§ **Work instructions**
a. Could you update the stretch of the Bolivia mining clash report from "Presidential spokesman Alex" through "and politically unstable.", replacing "hospital" with "clinic"?
b. According to the Bolivia mining clash report, how far is the mining town of Huanuni from La Paz?
c. Can you proceed with the Bolivia mining clash report, picking up after its last sentence?

§ **Reading passage**
========================================================================

Nine dead, 60 injured in Bolivia mining clash
LA PAZ, Bolivia, Oct 6 (Reuters) At least nine people died and 60 were wounded as miners fighting for control of tin mines, including one of the world's biggest, battled each other with dynamite in western Bolivia.
Presidential spokesman Alex Contreras said eight deaths came during violent clashes between independent and state-employed miners in Huanuni, in the mineral-rich Oruro region. Media reports said a ninth miner died later in a hospital and that 60 were wounded.
The violence was ignited when independent miners tried to seize complete control of several state-owned tin mines, including Huanuni, one of the world's largest. The independent workers had been sharing work at the mine with state workers.
State-owned TV7 showed images of people in bloodstained clothes being treated by nurses in an ill-equipped hospital.
Bolivia is the poorest country in South America and one of the most socially and politically unstable.
The army arrived in the late afternoon and cordoned off the mining town of Huanuni, in the high Andean plateau 175 miles southeast of La Paz, in an effort to quell the violence.
In the 1980s, Bolivia shut down dozens of mines and laid off 35,000 miners amid an economic crisis and low international prices for minerals.
With prices for minerals rising in the 1990s, the fired miners started exploiting idle mines and eventually formed powerful independent cooperatives now fighting for more control over Bolivia's plentiful mining resources.

========================================================================

§ **Recorded information**

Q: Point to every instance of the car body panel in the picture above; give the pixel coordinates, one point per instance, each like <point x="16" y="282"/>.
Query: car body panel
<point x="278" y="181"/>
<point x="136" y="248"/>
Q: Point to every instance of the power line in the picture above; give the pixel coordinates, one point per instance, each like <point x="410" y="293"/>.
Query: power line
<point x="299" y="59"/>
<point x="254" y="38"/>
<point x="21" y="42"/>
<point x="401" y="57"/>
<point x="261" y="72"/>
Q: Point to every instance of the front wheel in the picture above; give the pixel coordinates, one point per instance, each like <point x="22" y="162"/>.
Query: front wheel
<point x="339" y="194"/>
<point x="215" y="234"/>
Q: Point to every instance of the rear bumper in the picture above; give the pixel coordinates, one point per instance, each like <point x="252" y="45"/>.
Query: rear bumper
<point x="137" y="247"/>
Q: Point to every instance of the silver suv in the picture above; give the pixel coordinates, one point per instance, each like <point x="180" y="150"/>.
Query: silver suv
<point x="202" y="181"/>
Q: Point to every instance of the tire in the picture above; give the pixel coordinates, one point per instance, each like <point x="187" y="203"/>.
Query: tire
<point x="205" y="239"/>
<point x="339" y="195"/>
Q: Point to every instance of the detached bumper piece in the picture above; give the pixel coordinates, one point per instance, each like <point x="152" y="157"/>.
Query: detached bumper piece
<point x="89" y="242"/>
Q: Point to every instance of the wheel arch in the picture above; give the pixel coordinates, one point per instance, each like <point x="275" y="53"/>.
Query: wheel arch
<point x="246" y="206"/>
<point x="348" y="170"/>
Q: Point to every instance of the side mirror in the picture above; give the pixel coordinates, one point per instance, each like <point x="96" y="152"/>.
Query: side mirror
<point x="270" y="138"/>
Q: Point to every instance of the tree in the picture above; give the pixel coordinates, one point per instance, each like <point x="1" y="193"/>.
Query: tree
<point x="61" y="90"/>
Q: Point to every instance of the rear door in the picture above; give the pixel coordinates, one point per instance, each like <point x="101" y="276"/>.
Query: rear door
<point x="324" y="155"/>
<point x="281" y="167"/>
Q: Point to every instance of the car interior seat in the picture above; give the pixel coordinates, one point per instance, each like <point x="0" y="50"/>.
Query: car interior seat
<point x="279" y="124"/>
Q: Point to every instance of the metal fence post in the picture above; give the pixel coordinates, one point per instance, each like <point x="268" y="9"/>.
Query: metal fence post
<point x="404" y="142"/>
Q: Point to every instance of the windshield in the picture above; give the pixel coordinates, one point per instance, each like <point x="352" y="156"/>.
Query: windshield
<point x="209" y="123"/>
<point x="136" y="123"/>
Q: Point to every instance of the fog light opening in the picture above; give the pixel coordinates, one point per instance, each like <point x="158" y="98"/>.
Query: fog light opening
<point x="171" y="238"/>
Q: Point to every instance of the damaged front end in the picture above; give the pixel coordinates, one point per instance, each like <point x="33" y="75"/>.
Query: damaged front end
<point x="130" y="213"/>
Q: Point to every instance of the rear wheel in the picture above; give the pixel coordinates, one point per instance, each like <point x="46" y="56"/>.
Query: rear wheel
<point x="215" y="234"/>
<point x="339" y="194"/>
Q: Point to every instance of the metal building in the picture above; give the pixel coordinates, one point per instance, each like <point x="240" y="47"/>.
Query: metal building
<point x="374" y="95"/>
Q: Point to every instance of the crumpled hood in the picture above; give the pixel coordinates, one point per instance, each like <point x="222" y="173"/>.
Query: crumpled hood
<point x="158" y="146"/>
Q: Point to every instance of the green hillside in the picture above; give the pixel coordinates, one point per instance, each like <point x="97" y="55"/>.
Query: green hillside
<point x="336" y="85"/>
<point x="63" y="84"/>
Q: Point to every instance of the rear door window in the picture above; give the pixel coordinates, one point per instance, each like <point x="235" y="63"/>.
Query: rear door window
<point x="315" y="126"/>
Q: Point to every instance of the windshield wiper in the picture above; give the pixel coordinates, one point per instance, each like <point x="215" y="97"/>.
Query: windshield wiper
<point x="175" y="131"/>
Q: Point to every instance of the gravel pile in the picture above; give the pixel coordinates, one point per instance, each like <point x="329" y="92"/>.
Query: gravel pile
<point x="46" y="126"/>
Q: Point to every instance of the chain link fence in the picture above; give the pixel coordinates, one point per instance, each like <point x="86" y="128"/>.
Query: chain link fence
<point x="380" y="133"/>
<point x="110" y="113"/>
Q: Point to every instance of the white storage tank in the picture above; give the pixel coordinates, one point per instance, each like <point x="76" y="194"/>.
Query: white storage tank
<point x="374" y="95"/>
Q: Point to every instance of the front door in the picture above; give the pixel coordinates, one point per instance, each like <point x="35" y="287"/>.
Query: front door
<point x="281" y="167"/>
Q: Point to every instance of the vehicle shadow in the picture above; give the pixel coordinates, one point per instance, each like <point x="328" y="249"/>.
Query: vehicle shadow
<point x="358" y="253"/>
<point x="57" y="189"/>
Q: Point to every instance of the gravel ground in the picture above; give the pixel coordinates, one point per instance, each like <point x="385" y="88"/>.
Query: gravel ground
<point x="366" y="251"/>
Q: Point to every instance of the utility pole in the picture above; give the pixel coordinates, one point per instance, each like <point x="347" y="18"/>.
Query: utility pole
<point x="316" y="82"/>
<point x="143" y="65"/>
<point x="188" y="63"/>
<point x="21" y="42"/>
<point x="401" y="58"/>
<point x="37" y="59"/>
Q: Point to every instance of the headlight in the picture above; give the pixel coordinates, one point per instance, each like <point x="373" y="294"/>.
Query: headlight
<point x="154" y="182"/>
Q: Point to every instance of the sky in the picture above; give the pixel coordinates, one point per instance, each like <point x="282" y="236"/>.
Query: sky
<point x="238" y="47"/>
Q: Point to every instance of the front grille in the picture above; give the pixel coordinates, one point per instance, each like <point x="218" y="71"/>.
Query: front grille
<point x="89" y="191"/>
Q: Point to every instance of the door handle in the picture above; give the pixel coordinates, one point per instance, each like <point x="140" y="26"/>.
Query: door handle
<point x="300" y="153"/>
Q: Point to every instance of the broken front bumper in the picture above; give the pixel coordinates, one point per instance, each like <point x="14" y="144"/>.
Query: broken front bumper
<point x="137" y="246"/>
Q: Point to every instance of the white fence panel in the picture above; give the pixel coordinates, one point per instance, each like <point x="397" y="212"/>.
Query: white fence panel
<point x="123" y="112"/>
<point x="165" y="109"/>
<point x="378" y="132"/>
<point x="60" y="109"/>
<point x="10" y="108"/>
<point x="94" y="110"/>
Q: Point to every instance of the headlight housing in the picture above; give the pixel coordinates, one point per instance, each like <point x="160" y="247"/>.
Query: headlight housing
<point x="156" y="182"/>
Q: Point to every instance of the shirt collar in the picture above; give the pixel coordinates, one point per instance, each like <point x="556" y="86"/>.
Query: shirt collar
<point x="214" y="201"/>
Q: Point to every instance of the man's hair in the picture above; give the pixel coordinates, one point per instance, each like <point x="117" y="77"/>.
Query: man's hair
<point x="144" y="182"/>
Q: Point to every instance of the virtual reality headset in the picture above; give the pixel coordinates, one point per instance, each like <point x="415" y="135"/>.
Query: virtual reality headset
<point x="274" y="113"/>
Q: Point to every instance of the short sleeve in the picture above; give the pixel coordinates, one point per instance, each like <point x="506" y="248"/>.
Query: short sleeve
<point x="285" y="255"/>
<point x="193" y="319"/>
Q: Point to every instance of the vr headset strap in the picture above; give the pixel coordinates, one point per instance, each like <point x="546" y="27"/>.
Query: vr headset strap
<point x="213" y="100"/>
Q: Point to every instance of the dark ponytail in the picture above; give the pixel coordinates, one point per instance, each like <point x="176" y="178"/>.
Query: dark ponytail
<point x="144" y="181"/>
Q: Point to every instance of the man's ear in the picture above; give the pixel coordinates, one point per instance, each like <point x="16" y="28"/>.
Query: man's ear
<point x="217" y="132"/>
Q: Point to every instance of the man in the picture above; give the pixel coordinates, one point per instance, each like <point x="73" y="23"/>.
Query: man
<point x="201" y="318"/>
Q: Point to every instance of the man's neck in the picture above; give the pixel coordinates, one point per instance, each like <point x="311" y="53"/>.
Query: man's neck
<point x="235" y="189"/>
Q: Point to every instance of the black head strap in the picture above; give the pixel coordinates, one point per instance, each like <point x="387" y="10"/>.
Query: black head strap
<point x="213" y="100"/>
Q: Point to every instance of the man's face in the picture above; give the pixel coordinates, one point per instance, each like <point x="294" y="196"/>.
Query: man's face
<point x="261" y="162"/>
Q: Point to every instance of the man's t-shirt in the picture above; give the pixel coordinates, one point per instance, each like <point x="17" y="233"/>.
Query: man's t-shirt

========================================================================

§ **Answers to the tasks**
a.
Presidential spokesman Alex Contreras said eight deaths came during violent clashes between independent and state-employed miners in Huanuni, in the mineral-rich Oruro region. Media reports said a ninth miner died later in a clinic and that 60 were wounded.
The violence was ignited when independent miners tried to seize complete control of several state-owned tin mines, including Huanuni, one of the world's largest. The independent workers had been sharing work at the mine with state workers.
State-owned TV7 showed images of people in bloodstained clothes being treated by nurses in an ill-equipped clinic.
Bolivia is the poorest country in South America and one of the most socially and politically unstable.

b. 175 miles southeast of La Paz.

c.
Representatives of the center-right opposition National Unity party called for the resignation of Interior Minister Alicia Munoz for not having sent the armed forces earlier to deter the bloodshed.
Mining Minister Walter Villaroel will travel to the area with other high-ranking officials and human rights activists to try to persuade both sides they can work together at Huanuni, officials said.
Leaders of the state-controlled mining company, COMIBOL, demanded Villaroel step down for not having done enough to prevent the protests.
The deaths came amid rising social tensions in Bolivia. The leftist government of President Evo Morales has negotiated an end to recent protests and road blockages over Indian rights, natural resources and land, and coca-leaf farming.
Late last month, state-paid miners blocked highways demanding more jobs in the Huanuni mine, halting the flow of vehicles through one of Bolivia's main trade routes for several days.
Miners helped push Morales to a sweeping victory in the December 2005 election.
The Morales government has pledged to revitalize the mining industry but has yet to announce its mining modernization plan.